■ **AIM**
Rewrite the listing from the line with "marble tile shower" to the line with "533;337;640;806", replacing "integer pixel coordinates" with "whole-number pixel coordinates" and leaving everything else unchanged.
------ ENTRIES ------
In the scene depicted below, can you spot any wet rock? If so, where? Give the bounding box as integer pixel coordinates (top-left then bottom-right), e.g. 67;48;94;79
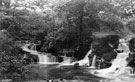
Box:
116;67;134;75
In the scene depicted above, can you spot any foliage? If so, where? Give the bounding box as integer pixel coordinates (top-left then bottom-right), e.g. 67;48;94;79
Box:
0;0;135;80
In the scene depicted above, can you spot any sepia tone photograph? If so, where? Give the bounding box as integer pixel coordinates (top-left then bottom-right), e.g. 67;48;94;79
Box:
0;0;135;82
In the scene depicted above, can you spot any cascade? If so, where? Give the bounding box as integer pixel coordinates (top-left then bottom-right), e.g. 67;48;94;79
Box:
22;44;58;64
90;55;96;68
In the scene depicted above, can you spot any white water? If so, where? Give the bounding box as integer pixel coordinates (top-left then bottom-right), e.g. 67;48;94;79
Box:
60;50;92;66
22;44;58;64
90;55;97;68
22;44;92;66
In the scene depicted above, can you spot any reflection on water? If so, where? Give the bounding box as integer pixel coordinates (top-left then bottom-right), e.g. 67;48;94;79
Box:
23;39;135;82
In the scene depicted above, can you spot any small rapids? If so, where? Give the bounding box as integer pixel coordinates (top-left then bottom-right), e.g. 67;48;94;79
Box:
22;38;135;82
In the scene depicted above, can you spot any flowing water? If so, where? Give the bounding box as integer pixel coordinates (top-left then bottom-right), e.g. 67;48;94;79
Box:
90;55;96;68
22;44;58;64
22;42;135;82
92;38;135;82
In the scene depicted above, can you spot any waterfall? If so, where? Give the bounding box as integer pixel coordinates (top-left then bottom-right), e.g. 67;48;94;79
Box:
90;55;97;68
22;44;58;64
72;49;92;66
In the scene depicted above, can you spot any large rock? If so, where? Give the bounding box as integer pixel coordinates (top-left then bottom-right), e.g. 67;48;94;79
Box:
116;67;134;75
------
------ ENTRIES ------
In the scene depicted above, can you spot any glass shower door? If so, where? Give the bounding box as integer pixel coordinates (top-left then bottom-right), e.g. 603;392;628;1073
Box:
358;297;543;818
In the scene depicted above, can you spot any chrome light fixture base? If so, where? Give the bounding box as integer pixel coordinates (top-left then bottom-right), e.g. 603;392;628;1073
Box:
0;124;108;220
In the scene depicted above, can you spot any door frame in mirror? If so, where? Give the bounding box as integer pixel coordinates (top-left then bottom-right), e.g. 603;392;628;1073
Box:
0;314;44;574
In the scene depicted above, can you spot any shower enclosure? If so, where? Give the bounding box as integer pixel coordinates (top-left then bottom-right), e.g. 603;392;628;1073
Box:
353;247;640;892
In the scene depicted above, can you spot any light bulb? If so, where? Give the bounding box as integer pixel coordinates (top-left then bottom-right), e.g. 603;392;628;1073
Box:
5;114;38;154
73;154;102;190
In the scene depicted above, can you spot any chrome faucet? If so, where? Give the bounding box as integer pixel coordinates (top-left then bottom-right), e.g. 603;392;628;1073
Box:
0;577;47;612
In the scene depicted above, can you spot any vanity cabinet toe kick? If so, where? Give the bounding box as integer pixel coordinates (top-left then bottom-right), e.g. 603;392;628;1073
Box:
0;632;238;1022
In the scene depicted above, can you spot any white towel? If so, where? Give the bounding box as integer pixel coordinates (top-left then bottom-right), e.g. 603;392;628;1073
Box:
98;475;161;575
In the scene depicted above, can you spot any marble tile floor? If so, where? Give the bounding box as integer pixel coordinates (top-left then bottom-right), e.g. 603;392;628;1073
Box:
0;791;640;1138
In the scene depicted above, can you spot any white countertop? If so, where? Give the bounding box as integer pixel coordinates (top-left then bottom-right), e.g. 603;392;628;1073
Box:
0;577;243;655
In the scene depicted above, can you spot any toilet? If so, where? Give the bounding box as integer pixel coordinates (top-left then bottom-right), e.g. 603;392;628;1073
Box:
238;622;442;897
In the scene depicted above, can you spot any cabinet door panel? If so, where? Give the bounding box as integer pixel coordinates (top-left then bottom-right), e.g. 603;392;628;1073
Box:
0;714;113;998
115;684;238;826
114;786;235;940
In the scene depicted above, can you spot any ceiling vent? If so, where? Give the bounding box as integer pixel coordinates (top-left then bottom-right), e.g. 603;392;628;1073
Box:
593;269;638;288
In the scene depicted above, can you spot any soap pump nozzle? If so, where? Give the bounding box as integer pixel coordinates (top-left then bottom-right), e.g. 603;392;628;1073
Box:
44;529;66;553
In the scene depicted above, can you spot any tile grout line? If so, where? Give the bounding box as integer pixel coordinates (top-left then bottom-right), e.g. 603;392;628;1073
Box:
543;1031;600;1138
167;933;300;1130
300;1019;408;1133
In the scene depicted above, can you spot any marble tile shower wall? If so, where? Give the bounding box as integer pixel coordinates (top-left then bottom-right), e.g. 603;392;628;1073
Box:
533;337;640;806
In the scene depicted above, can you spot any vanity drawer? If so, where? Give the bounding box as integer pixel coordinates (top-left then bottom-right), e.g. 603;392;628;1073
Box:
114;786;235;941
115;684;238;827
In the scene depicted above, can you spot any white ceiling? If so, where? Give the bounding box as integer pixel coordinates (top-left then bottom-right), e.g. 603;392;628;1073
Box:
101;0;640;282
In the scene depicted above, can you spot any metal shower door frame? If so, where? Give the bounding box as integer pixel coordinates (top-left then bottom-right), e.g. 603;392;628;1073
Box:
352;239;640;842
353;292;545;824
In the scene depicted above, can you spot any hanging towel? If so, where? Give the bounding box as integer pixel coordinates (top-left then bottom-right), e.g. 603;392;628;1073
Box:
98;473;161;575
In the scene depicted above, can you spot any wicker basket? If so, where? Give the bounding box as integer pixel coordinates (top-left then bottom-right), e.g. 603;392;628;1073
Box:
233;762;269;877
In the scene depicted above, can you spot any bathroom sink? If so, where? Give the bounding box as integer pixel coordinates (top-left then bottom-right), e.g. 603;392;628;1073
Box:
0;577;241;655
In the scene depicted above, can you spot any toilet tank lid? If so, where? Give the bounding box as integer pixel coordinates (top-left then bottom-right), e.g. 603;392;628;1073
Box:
------
■ **SOLUTION TO THE PROBLEM**
In the scene depicted above, can you spot any marble tile shower wall? If so, where? Give the bounding box as whole-number pixel coordinates (top-left then bottom-right), e.g. 603;392;628;1073
Box:
533;337;640;806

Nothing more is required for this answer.